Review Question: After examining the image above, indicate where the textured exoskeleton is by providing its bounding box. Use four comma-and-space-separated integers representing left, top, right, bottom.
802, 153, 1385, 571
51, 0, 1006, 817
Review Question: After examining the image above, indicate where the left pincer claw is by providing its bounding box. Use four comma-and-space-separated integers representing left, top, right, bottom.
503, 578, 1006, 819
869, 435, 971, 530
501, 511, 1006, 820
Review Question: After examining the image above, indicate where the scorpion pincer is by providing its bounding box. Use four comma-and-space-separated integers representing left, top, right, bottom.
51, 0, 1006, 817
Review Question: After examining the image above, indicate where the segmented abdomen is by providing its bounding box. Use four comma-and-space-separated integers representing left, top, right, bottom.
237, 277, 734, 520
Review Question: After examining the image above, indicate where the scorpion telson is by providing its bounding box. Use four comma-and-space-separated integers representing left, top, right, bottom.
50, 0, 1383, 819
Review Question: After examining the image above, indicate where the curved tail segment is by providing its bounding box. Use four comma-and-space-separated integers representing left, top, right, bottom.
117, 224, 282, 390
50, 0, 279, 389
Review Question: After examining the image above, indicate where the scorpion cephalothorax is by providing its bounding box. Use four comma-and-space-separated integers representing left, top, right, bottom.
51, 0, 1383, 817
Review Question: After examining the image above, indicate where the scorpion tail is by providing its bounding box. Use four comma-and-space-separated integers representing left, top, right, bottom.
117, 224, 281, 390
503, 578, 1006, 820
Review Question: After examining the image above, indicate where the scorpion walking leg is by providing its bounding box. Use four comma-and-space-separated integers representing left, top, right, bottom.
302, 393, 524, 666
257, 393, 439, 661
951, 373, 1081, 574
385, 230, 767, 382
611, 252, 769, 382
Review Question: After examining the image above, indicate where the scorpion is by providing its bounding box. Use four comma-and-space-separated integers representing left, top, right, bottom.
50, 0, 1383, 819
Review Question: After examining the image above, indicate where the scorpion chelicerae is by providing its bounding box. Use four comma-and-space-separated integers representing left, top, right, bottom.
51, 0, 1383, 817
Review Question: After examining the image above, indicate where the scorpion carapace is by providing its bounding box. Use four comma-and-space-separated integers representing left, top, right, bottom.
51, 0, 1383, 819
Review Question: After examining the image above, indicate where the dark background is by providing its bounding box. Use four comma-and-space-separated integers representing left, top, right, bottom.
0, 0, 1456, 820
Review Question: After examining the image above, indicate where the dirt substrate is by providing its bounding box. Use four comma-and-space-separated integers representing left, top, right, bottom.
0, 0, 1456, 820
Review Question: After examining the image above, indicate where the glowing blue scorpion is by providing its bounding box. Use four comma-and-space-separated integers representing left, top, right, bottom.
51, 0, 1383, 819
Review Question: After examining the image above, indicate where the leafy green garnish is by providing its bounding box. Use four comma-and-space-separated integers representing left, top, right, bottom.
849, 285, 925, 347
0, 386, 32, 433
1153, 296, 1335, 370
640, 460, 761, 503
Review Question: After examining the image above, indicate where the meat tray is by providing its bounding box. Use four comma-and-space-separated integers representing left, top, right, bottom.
• • • • • • •
== WORK TO BE COMPLETED ==
Rewrite the listing above as a numbered list, one line per item, and leave out any blank lines.

== RESULT ==
1. Review Question: After examining the image above, indicate where the textured exoskeleton is by providing its bounding box. Use four comma-and-space-separated integers representing left, top, right, bottom.
2. 802, 153, 1385, 571
3. 51, 0, 1006, 817
4. Review Question: After examining the image above, indicate where the left pincer claw is by providing its bounding box. Use four comma-and-space-separated integers representing left, top, right, bottom.
5. 503, 578, 1006, 819
6. 869, 435, 971, 530
7. 501, 511, 1006, 820
8. Review Question: After examining the image above, indicate where the scorpion pincer is by providing its bounding box. Use four comma-and-space-separated integers representing left, top, right, bottom.
9. 51, 0, 1006, 817
10. Review Question: After examining the image above, indicate where the segmented abdomen is by providing its bounding box. Use four comma-and-space-separated integers representing left, top, right, bottom.
11. 237, 277, 734, 520
12. Review Question: After examining the image above, indicate where the scorpion telson is by providing its bounding box. Use four comma-and-space-separated integers representing left, top, right, bottom.
13. 50, 0, 1383, 819
14. Review Question: After examining the image above, indicate where the curved tail segment is by providing its bounding box. Use four comma-and-space-separated integers representing left, top, right, bottom.
15. 117, 224, 282, 390
16. 50, 0, 279, 389
17. Review Question: After examining the image above, indicate where the scorpion cephalothorax is by providing its bounding box. Use four comma-and-space-separated integers representing left, top, right, bottom.
18. 51, 0, 1383, 817
19. Review Question: After examining the image above, indicate where the scorpion tail is by providing its bounding box. Use four comma-and-space-separated integers representing left, top, right, bottom.
20. 117, 224, 281, 390
21. 503, 578, 1006, 820
22. Review Question: After examining the image above, indicate where the scorpion walking leg is by providing its bounding box. Use four comma-and-space-separated integers representing left, top, right, bottom.
23. 302, 393, 524, 666
24. 257, 393, 439, 661
25. 951, 373, 1081, 574
26. 385, 230, 767, 382
27. 611, 252, 769, 382
28. Review Question: After examining the image above, indicate where the scorpion is by providing its bounding box. Use four comma-and-space-separated integers representing left, top, right, bottom.
29. 50, 0, 1383, 819
30. Review Question: After examining the image above, indicate where the scorpion chelicerae is by providing its bounding box. Use four comma-and-space-separated integers representing left, top, right, bottom.
31. 51, 0, 1383, 817
32. Review Question: After examining the image above, indicate where the scorpion carapace is by providing its bounding box. Use four comma-and-space-separated integers representing left, top, right, bottom.
33. 51, 0, 1383, 819
34. Review Question: After examining the image above, indicate where the dark background is by providing its bounding box. Use four comma-and-space-separated integers representing left, top, right, bottom.
35. 0, 0, 1456, 820
36. Review Question: After examining the image above, indicate where the dirt substrate is by providing its bounding box. Use four comma-and-space-separated integers representing left, top, right, bottom.
37. 0, 0, 1456, 820
38. Review Question: After examining the image above, indicate where the glowing blue scorpion is by providing its bounding box. Use four comma-and-space-separated integers representing left, top, right, bottom.
39. 51, 0, 1383, 819
40. Review Question: After examining the image above, indicate where the leafy green garnish is by providing its bounding box. Use four comma-and-space-separated integers representing left, top, right, bottom.
41. 849, 285, 925, 347
42. 0, 386, 32, 433
43. 1153, 296, 1335, 370
44. 640, 460, 761, 503
45. Review Question: After examining the image above, indicate where the meat tray is by providing its bounding box. Use four comma-and-space-separated integers representing left, top, right, bottom.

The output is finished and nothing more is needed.